> **Passage given**:
** begin **

Editorial (Volume 1, Issue 1)

Ecclesia reformata semper reformanda est.

Reformed theology should be reforming theology, for the Church – finite, sinful, not yet fully glorified – always stands in need of God’s reformation, by his Spirit, through his Word taught, trusted, and obeyed. And so, Ecclesia Reformanda exists to assist the Church in the ongoing task of listening to Scripture in all its depth and richness. It will seek to be truly theological, distinctively Reformed, and prayerfully reforming.

Ecclesia...

All true theology is Church theology, conducted by the community of God’s people, to serve the community of God’s people, in the power of the Spirit, for the glory of God in Christ. This is not to despise academic theology, but simply to locate it properly in the service of the Church. Ecclesia Reformanda therefore exists to serve the Church, primarily by serving pastors, theological students, and those who train them. Although the journal will seek to advance theological knowledge, and so contribute to academic theology, the primary goal is to equip pastors and teachers in the Church to discharge their ministries more fruitfully and faithfully. Our intention is thus unashamedly pastoral.

** end **

(Dataset entries)
** begin **

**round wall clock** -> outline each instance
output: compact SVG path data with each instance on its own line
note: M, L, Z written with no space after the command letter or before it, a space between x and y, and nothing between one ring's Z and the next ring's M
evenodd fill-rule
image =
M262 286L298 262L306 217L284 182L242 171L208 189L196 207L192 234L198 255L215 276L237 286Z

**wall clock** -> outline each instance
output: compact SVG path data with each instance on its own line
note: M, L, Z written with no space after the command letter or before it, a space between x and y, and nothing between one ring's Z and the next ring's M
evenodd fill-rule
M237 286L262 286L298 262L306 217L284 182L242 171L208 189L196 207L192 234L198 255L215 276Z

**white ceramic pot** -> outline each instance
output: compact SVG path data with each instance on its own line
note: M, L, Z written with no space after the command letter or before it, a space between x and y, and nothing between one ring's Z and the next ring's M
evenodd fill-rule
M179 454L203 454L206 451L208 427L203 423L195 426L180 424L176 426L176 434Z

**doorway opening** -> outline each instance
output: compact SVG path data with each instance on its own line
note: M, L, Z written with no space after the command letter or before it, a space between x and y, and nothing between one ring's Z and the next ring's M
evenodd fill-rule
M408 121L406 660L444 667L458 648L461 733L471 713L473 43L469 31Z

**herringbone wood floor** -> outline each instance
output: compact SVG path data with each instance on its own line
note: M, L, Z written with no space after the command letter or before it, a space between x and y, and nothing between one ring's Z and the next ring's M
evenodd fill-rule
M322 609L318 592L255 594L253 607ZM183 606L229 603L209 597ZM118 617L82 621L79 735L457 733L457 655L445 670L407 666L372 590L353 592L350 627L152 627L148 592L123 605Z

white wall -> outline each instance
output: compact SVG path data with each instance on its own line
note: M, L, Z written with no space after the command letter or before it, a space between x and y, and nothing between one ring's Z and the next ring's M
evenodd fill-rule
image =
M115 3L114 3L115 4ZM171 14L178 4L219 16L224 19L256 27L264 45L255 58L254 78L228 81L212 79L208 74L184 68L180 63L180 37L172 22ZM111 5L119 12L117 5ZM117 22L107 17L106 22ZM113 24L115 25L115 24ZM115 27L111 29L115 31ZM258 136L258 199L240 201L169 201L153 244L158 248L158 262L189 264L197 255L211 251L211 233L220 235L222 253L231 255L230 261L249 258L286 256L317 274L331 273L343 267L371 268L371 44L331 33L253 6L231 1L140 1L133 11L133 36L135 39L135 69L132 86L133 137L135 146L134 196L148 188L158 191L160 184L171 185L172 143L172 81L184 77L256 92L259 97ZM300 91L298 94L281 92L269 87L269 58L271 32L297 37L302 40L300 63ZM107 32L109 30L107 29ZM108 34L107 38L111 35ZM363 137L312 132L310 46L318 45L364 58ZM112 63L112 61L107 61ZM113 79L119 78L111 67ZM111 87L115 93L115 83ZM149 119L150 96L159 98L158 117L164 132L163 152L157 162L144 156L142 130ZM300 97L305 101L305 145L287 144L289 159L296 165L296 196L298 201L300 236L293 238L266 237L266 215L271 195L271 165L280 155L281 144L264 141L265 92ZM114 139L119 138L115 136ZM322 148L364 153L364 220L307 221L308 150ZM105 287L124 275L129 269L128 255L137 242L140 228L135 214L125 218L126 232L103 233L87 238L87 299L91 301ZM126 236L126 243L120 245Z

** end **

> **The tasks**:
**1.** In the editorial, whom does Ecclesia Reformanda serve the Church by primarily serving?
**2.** Set down the part of the editorial that opens with the words containing "All true theology" and closes with "thus unashamedly pastoral.".

> **Outputs for the tasks**:
**1.** Pastors, theological students, and those who train them.

**2.**
All true theology is Church theology, conducted by the community of God’s people, to serve the community of God’s people, in the power of the Spirit, for the glory of God in Christ. This is not to despise academic theology, but simply to locate it properly in the service of the Church. Ecclesia Reformanda therefore exists to serve the Church, primarily by serving pastors, theological students, and those who train them. Although the journal will seek to advance theological knowledge, and so contribute to academic theology, the primary goal is to equip pastors and teachers in the Church to discharge their ministries more fruitfully and faithfully. Our intention is thus unashamedly pastoral.